▶ **Given passage**:
________________________

The US Masters at Augusta takes place in mid-April and Australian hopes of glory rest primarily on the shoulders of four golfers who will have genuine hopes of putting on the famous Green Jacket.
Adam Scott is the lone Aussie to have already had that honour, having triumphed in 2013 when he defeated Angel Cabrera in a play-off.
Now the challenge is to try and add another name to that current list of one, with Scott himself a possible contender to claim what would be his second Major title.
The action gets underway on Thursday 11th April and builds to what is sure to be a tense and exciting finale on Sunday 14th April.
Name | Outright | Top 5 | Top 10 |
Cameron Smith | 19.00 | 6.00 | 3.40 |
Jason Day | 36.00 | 10.25 | 5.10 |
Min Woo Lee | 56.00 | 14.00 | 7.00 |
Adam Scott | 71.00 | 18.00 | 8.25 |
Cameron Smith is the Australian golf who most recently claimed a Major title, having done so by clinching a one-shot victory at the 2022 Open Championship by firing a superb final-round 64 at St Andrews.
The 30-year-old Queenslander opted to join LIV Golf soon after his Open triumph but has yet to record a victory on the alternative circuit, although he showed his strength with top-10 finishes at both the USPGA Championship and the US Open in 2023.
He also has four top-10 Masters finishes to look to for inspiration, with his best Augusta performance a tie for second place in 2020, when he ended up five shots adrift of winner Dustin Johnson.
This season on the LIV tour he has finished in a tie for eighth place at the LIV Golf Mayakoba and then in a tie for 15th at LIV Golf Las Vegas, so his game would seem to be in decent order as the build-up to the action at Augusta starts to ramp up.

________________________

▶ **Exercises**:
- a) Decide whether each statement below agrees with the Masters preview, answering yes or no and quoting the deciding words: (i) Adam Scott won his Masters title in a play-off against Angel Cabrera; (ii) Cameron Smith has won an event on the LIV Golf circuit; (iii) Smith's best Augusta result was a tie for second place in 2020.
- b) Continue the Masters preview from the point where it ends.

________________________

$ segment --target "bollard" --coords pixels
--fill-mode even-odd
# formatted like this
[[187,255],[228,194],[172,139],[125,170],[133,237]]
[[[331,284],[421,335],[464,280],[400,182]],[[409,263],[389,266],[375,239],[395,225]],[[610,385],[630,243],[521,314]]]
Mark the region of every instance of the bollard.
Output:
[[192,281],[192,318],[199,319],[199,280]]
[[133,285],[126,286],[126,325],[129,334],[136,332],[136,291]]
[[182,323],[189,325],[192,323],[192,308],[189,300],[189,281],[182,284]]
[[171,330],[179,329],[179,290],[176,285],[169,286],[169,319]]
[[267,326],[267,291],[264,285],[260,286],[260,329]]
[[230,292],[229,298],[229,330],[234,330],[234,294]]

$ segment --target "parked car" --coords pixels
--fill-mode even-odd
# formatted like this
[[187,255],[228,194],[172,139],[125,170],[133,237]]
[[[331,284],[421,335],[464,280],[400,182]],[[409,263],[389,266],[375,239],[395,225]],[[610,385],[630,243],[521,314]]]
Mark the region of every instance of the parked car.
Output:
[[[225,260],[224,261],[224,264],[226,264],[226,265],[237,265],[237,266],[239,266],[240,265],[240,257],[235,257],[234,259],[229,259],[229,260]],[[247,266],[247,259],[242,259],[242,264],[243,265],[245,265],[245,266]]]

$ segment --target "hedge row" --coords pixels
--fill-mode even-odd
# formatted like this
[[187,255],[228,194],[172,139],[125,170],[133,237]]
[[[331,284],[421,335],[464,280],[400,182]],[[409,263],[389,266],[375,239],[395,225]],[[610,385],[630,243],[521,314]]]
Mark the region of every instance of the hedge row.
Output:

________________________

▶ **Responses in order**:
- a)
(i) Yes: "having triumphed in 2013 when he defeated Angel Cabrera in a play-off"
(ii) No: "has yet to record a victory on the alternative circuit"
(iii) Yes: "his best Augusta performance a tie for second place in 2020"

- b)
Prior to Smith’s Open success, Jason Day was the previous most recent Aussie Major winner, having taken the title at the 2015 USPGA Championship.
That was the sole time that Day manged to convert, having finished in the top-10 of a Major on 17 separate occasions and been runner-up at all four showpiece events during his career to date.
Injuries and illness seemed to have derailed Day until the last couple of years and a tie for second place at the Open Championship last year proved that the Queenslander remains a realistic challenger for the biggest of prizes.
His last victory on the PGA Tour came at the AT&T Byron Nelson in 2023, while he has begun the current year with three top-10 finishes from five starts, firing 13 rounds of under 70 from the 17 rounds he has completed.
Min Woo Lee is certainly the best of an emerging group of Aussie players hoping to break into golf’s elite, with the 25-year-old Perth native having announced his potential with victory at the 2021 Scottish Open.
Meanwhile, his most recent success came late last year as he claimed the Australian PGA Championship title, although he has failed to make much of an impact on his three starts on the PGA Tour in the first few weeks of 2024.
On the Major front he proved that he can mix it with the best by finishing in a tie for fifth place at the US Open in 2023 and he will be eager to follow that up with a good showing on his third Masters appearance.
Adam Scott is, of course, the only Australian to have donned the Green Jacket to date, but the feeling is that now aged 43, his opportunities to grab a second Major title may be slipping away.
He is without a top-10 finish at a Major since the 2019 US Open, although any golfer with 19 such finishes over his career cannot be discounted entirely.
Five of those lofty finishes have come at Augusta, including his history-making 2013 victory, but he has been well off the pace in Georgia in the last few years.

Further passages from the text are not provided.